• _FRAGMENTO DEL DOCUMENTO_
▬▬▬▬▬▬

Cuento. Laura Elisa Vizcaíno pertenece a una nueva generación de narradores que lo mismo escriben y pulimentan pepitas de oro, que compulsan las teorías literarias que explican el origen, auge y naturaleza de esas prosas minúsculas que bien pueden contenerse en un grano de arroz, tatuarse sobre la piel rugosa de una nuez o estamparse en el cuerpo oval de una avellana. Otros integrantes generacionales la escoltan desde ámbitos propios: David Chávez desde Colima; Aldo Flores Escobar, atrincherado en la ciudad de México; agazapado y altivo, David Baizabal en Puebla y, transterrada pero atenta, Magnolia Itzel Ortiz cubre su flanco desde Nuevo México, entre otros confabuladores analistas que tratan de forjarse un espacio en la academia y la nación literaria. Además se han propuesto divulgar o rescatar los tesoros literarios que las generaciones precedentes dejaron en el centenario y antojadizo trayecto de la microficción. La inclusión de Laura Elisa y sus colegas en un ramillete de antologías literarias repartidas por Hispanoamérica podría solventar este aserto peregrino. La publicación de sus artículos y ensayos sobre el género en revistas especializadas vendría a convalidarlo, así como sus participaciones en congresos académicos cuyo propósito ha sido circundar esta singular expresión de la tradición literaria, acaso endémica de la lengua castellana. Desde que la conocí en Bogotá, hace unos cuantos años, justamente en un congreso de microficción donde se examinaban las formas de esta expresión narrativa, me di cuenta de sus dotes, intereses y constancia perquisitiva. Allá no paró de proponer, examinar y ponderar los juicios y argumentos que vertían los caudillos del género, esos señoriales académicos que blandían a la menor provocación una teoría explicativa sobre el pasado y el porvenir de las formas breves. Desde un rincón, sentada y calladita, escuchaba las menudencias que los eméritos colegas dictaban desde el podio. Pian pianito tomaba sus notas. Más tarde comprendí el propósito de sus acciones. Desde su inmovilidad y cómodo silencio, tapizaba sus cuadernos con los bocetos que luego sustentarían su tesis de maestría: una anatomía de las modalidades de la minificción.

▬▬▬▬▬▬

• _SU TAREA_
Reproduzca de principio a fin, sin alterar una sola palabra ni signo, el fragmento sobre Laura Elisa Vizcaíno que figura arriba.

▬▬▬▬▬▬

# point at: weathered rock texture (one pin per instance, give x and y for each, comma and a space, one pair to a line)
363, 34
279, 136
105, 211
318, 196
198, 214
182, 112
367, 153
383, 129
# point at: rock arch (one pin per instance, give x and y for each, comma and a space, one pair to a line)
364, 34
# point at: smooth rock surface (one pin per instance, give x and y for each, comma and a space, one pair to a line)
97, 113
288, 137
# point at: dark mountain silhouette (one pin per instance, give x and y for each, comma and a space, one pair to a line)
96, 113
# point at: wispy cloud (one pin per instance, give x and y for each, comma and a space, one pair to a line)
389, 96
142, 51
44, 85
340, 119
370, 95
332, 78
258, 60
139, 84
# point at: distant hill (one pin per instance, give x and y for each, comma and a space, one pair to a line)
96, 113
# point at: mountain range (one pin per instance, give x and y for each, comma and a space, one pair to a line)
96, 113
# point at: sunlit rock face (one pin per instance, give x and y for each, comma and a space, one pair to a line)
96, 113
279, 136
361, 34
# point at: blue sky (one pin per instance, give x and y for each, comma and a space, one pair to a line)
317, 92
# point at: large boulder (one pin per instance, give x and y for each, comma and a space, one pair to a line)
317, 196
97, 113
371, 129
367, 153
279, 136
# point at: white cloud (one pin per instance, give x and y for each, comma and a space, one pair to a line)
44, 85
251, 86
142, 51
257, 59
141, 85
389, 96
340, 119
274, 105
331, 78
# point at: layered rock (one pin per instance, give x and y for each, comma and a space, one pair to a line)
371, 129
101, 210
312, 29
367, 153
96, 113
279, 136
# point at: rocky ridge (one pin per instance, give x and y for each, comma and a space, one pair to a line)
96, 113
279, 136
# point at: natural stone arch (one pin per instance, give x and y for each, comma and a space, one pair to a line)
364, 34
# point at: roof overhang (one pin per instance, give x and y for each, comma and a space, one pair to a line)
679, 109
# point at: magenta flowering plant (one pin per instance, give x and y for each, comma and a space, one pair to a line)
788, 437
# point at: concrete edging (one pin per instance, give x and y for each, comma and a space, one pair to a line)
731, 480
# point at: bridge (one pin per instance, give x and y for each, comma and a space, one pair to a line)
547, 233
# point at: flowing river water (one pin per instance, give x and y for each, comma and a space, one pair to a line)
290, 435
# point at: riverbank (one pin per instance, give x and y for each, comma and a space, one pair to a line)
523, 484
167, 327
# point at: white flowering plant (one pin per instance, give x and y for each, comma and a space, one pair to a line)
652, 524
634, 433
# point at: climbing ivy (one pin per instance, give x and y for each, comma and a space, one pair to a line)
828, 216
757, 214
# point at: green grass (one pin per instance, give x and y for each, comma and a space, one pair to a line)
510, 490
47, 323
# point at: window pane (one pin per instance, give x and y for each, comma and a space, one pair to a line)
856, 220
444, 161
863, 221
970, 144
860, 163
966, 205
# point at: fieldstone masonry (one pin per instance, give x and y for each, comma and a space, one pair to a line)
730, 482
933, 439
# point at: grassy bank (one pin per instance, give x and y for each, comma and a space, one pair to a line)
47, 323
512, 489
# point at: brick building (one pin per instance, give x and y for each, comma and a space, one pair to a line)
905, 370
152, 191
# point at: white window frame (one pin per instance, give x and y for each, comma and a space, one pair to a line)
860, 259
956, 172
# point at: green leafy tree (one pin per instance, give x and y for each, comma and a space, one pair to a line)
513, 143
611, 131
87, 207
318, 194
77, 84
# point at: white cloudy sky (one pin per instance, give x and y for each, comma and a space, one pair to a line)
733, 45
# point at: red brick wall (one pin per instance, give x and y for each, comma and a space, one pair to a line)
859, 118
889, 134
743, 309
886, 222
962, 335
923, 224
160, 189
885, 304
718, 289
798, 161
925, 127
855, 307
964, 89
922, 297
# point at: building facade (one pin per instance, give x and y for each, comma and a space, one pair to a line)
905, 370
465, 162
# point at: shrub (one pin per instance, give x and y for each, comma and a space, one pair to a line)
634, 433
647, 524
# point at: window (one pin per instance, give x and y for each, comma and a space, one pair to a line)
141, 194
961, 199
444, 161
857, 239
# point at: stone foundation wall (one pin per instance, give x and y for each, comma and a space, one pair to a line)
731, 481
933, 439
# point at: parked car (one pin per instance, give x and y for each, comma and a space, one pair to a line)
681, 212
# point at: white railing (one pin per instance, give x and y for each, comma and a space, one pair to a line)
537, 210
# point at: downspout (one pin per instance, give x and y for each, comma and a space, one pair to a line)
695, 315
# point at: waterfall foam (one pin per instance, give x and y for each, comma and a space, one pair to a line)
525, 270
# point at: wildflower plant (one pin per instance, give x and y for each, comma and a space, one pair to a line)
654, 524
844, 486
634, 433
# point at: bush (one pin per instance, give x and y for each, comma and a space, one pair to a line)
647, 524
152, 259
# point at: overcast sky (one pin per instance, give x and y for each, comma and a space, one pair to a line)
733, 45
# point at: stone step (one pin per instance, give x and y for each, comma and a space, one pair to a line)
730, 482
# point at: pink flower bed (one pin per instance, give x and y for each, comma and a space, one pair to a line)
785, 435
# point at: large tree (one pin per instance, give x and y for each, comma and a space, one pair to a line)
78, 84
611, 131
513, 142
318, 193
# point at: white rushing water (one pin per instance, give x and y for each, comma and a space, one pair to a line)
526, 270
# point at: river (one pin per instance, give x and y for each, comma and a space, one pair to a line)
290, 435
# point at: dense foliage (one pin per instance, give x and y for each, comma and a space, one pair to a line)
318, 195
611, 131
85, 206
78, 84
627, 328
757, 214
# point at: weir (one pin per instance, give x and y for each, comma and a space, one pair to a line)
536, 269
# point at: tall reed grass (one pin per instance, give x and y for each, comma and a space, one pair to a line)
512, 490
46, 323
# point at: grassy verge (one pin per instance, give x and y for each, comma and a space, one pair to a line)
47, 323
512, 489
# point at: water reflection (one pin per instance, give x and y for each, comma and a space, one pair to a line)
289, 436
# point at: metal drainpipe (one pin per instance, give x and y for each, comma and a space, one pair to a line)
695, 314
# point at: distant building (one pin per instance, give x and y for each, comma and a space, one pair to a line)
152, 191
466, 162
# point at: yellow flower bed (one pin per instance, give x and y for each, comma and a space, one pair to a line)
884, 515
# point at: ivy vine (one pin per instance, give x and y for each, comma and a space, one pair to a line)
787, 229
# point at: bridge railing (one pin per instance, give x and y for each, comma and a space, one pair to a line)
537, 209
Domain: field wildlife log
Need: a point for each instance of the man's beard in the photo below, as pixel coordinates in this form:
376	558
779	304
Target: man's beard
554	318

▬▬▬▬▬▬

• _RESULTADO DEL EJERCICIO_
Cuento. Laura Elisa Vizcaíno pertenece a una nueva generación de narradores que lo mismo escriben y pulimentan pepitas de oro, que compulsan las teorías literarias que explican el origen, auge y naturaleza de esas prosas minúsculas que bien pueden contenerse en un grano de arroz, tatuarse sobre la piel rugosa de una nuez o estamparse en el cuerpo oval de una avellana. Otros integrantes generacionales la escoltan desde ámbitos propios: David Chávez desde Colima; Aldo Flores Escobar, atrincherado en la ciudad de México; agazapado y altivo, David Baizabal en Puebla y, transterrada pero atenta, Magnolia Itzel Ortiz cubre su flanco desde Nuevo México, entre otros confabuladores analistas que tratan de forjarse un espacio en la academia y la nación literaria. Además se han propuesto divulgar o rescatar los tesoros literarios que las generaciones precedentes dejaron en el centenario y antojadizo trayecto de la microficción. La inclusión de Laura Elisa y sus colegas en un ramillete de antologías literarias repartidas por Hispanoamérica podría solventar este aserto peregrino. La publicación de sus artículos y ensayos sobre el género en revistas especializadas vendría a convalidarlo, así como sus participaciones en congresos académicos cuyo propósito ha sido circundar esta singular expresión de la tradición literaria, acaso endémica de la lengua castellana. Desde que la conocí en Bogotá, hace unos cuantos años, justamente en un congreso de microficción donde se examinaban las formas de esta expresión narrativa, me di cuenta de sus dotes, intereses y constancia perquisitiva. Allá no paró de proponer, examinar y ponderar los juicios y argumentos que vertían los caudillos del género, esos señoriales académicos que blandían a la menor provocación una teoría explicativa sobre el pasado y el porvenir de las formas breves. Desde un rincón, sentada y calladita, escuchaba las menudencias que los eméritos colegas dictaban desde el podio. Pian pianito tomaba sus notas. Más tarde comprendí el propósito de sus acciones. Desde su inmovilidad y cómodo silencio, tapizaba sus cuadernos con los bocetos que luego sustentarían su tesis de maestría: una anatomía de las modalidades de la minificción.